● **Provided text**
"""

Presidential and vice presidential debates have been a staple of primary and general elections since then, with varying formats, different approaches to moderators and changing sponsorship. The League of Women Voters withdrew as a debate sponsor in 1988 with this statement: “It has become clear to us that the candidates’ organizations aim to add debates to their list of campaign-trail charades devoid of substance, spontaneity and answers to tough questions. The League has no intention of becoming an accessory to the hoodwinking of the American public.”

Viewership of presidential debates has generally been strong. All four of the Kennedy-Nixon debates attracted more than 60 million viewers. The same was true in the 1976 Ford-Carter debates. The second debate in 1980 was viewed by more than 80 million people. The third debate in the 2016 contest between Donald Trump and Hillary Clinton attracted 71.6 million viewers and the first debate in 2020 between Trump and Joe Biden peaked at more than 73 million viewers. The third and final debate drew 63 million viewers over 15 different networks, topped by 14.7 million who viewed it on Fox News.

A pandemic and Trump’s unconventional style have made the 2020 presidential debates seem less relevant and more like an obligatory appearance at the Iowa State Fair than an essential avenue to appeal to voters.

The 2020 presidential debates have proven a challenge for fact-checkers and voters looking to be convinced by watching a candidate in action..

When campaigns relied on buses, trains and airplanes to reach target audiences, debates served a unique purpose of putting the candidates side-by-side. Now that can be accomplished by split-screen television (which incidentally was employed out of necessity in the third debate in 1960 with Nixon in Los Angeles and Kennedy in New York).

Presidential candidates today can engage voters with an array of digital tools, including live streaming. Micro-targeting on social media enables campaigns to zero in on very specific cohorts of voters, with efficiency and without regard to geography. Trump mocks Biden for campaigning from his “basement”, perhaps without realizing that may be a better (and safer) political cockpit than holding rallies in airplane hangars.

News media is saturated with presidential election coverage, from their speeches and position papers to opinion pieces on their speeches and position papers. You have to be in virtual seclusion not to know the most minute details of a presidential race. 

Websites provide a convenient, accessible way to assess a candidate’s views on issues. Critical and contrasting views are equally convenient and accessible. You don’t need a debate to decipher the nuances of a candidate’s view on touchy issues. 

Polarization of the electorate has made overall positions on issues less important than issues of specific interest to various groups. Polarization also has undermined political discourse based on facts and reality, substituting alt-facts and conspiracy theories.  

Huge presidential campaign budgets allow candidates to run hundreds of ads with sound bites, testimonials and positions on key issues. Television spots can be produced almost instantly to newsjack a hot topic.

All these communication advances have turned debates with fixed schedules and confining formats into monuments from the past. Sixty years ago, a live debate between two contrasting candidates was fresh, relevant and informative. Today, supporters of Trump and Biden sat through their debates with their fingers crossed that their candidate of choice wouldn’t make a cataclysmic mistake.

There will be another presidential contest four years from now, which gives America time to rethink the purpose, value and impact of presidential debates. Younger voters, many of whom no longer watch commercial television, will represent a more prominent part of the electorate. Perhaps presidential debates should adopt some of the media universe from that generation and not stick with the universe of mine.

We should heed the advice of Nicolette Cavallro, a college sophomore majoring in integrative neuroscience at Binghamton University in New York, who says, “Debates need to grow with our nation or become a thing of the past, especially if we want our presidential election process to remain intact.”

"""

● **Dataset content**
"""

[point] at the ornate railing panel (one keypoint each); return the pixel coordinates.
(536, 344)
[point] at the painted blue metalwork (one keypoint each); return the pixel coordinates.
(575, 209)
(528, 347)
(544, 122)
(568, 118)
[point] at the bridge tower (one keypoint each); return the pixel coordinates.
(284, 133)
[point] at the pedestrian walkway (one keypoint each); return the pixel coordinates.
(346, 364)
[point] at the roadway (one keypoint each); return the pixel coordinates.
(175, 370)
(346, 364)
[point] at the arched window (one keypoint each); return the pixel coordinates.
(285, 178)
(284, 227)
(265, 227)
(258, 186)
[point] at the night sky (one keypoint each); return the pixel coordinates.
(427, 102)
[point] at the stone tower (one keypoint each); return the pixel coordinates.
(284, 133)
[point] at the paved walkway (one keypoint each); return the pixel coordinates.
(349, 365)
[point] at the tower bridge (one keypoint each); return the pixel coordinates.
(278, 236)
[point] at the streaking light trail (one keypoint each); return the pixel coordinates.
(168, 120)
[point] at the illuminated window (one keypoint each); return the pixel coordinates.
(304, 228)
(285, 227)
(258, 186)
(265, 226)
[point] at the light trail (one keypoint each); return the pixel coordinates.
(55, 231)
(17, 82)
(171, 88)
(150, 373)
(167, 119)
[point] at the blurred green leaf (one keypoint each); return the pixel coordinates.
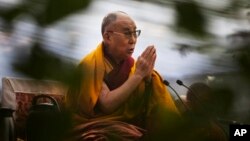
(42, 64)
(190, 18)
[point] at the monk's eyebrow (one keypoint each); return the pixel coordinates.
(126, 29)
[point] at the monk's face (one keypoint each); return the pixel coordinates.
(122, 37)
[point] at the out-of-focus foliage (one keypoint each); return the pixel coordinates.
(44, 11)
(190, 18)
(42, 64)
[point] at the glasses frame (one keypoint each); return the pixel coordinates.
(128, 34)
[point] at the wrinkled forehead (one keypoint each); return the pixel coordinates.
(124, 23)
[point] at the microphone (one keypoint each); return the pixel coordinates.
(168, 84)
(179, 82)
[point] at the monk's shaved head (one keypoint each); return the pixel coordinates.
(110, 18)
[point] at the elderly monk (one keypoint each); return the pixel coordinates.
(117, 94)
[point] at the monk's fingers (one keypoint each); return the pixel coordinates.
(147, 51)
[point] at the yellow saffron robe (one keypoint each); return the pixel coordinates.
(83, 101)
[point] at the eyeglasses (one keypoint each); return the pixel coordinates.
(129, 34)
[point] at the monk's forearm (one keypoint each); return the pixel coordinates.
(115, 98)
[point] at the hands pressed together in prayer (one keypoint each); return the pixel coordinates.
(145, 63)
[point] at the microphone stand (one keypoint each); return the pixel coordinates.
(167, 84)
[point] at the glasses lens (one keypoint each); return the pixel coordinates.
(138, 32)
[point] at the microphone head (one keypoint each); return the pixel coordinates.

"""
"""

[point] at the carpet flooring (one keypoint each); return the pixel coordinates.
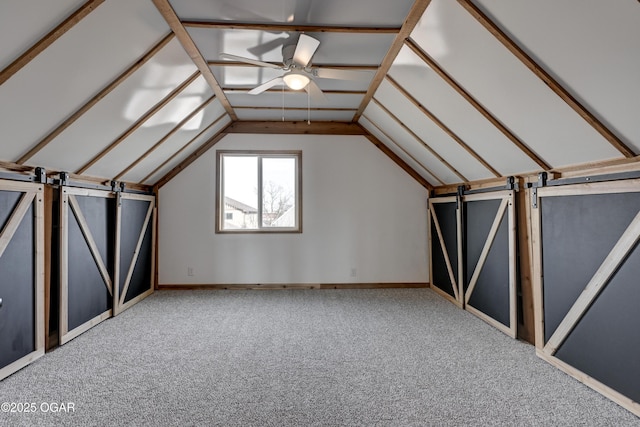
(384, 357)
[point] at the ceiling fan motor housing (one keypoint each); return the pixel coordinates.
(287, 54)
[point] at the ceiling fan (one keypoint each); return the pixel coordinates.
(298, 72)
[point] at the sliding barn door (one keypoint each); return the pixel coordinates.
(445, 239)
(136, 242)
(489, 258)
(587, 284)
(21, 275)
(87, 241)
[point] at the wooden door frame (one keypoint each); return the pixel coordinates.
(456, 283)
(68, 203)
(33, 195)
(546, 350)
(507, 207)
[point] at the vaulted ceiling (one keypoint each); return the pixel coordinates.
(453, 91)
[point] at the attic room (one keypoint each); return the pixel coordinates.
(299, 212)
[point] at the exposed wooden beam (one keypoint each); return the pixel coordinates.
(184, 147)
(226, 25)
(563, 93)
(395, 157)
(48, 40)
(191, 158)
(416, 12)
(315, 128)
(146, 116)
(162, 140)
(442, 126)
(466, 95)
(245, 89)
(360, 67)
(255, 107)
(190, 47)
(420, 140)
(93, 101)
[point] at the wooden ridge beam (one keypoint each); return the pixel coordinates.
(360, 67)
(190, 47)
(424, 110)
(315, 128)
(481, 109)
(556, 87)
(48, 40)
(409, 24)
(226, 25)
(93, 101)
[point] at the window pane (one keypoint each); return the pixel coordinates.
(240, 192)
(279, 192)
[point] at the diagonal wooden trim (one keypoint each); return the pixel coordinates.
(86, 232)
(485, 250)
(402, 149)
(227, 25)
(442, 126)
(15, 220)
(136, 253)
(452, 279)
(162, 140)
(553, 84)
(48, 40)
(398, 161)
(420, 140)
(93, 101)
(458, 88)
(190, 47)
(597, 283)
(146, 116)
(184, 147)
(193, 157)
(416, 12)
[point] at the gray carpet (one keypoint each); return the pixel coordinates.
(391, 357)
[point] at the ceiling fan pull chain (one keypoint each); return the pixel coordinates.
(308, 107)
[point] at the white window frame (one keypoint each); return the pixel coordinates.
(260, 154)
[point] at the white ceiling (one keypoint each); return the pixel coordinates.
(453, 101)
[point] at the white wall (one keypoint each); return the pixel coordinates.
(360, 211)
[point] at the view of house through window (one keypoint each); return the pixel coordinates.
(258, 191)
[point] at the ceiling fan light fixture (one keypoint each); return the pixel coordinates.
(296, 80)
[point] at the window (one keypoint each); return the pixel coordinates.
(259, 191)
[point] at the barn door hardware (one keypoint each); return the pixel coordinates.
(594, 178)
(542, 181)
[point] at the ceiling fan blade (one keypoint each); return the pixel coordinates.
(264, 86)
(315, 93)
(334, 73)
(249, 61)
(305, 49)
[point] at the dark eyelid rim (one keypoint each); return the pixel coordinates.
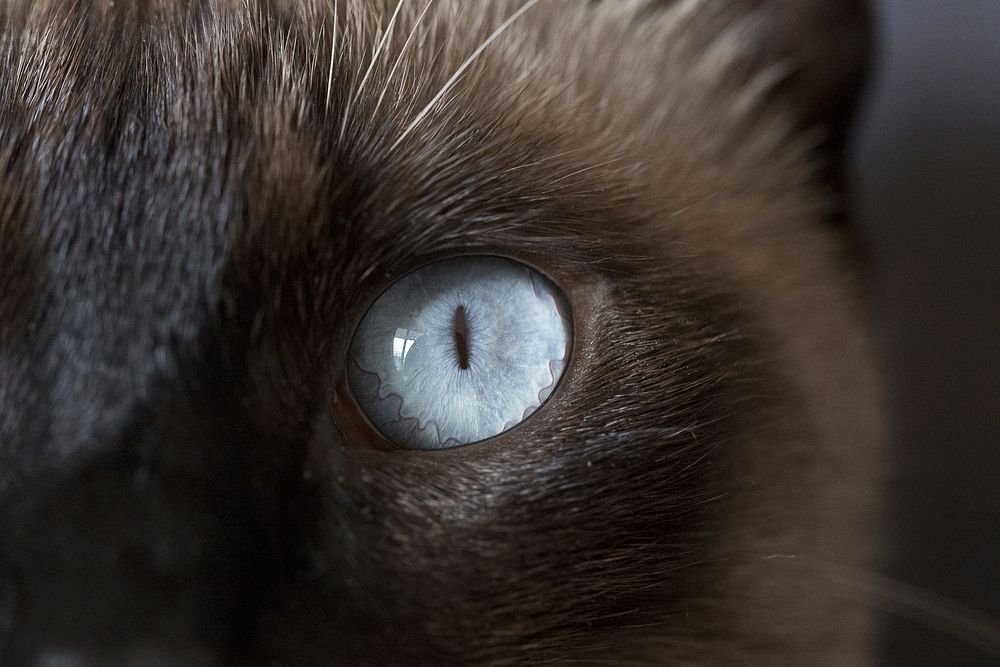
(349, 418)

"""

● **Task statement**
Using the text on presidential debates, decide whether each statement below agrees with it. For each one, answer yes or no and quote the words from the text that decide it.
1. The League of Women Voters withdrew as a debate sponsor in 1988.
2. Each of the four Kennedy-Nixon debates drew fewer than 60 million viewers.
3. Nixon was in New York for the third debate in 1960.

● **Final answer**
1. Yes: "The League of Women Voters withdrew as a debate sponsor in 1988"
2. No: "All four of the Kennedy-Nixon debates attracted more than 60 million viewers."
3. No: "with Nixon in Los Angeles and Kennedy in New York"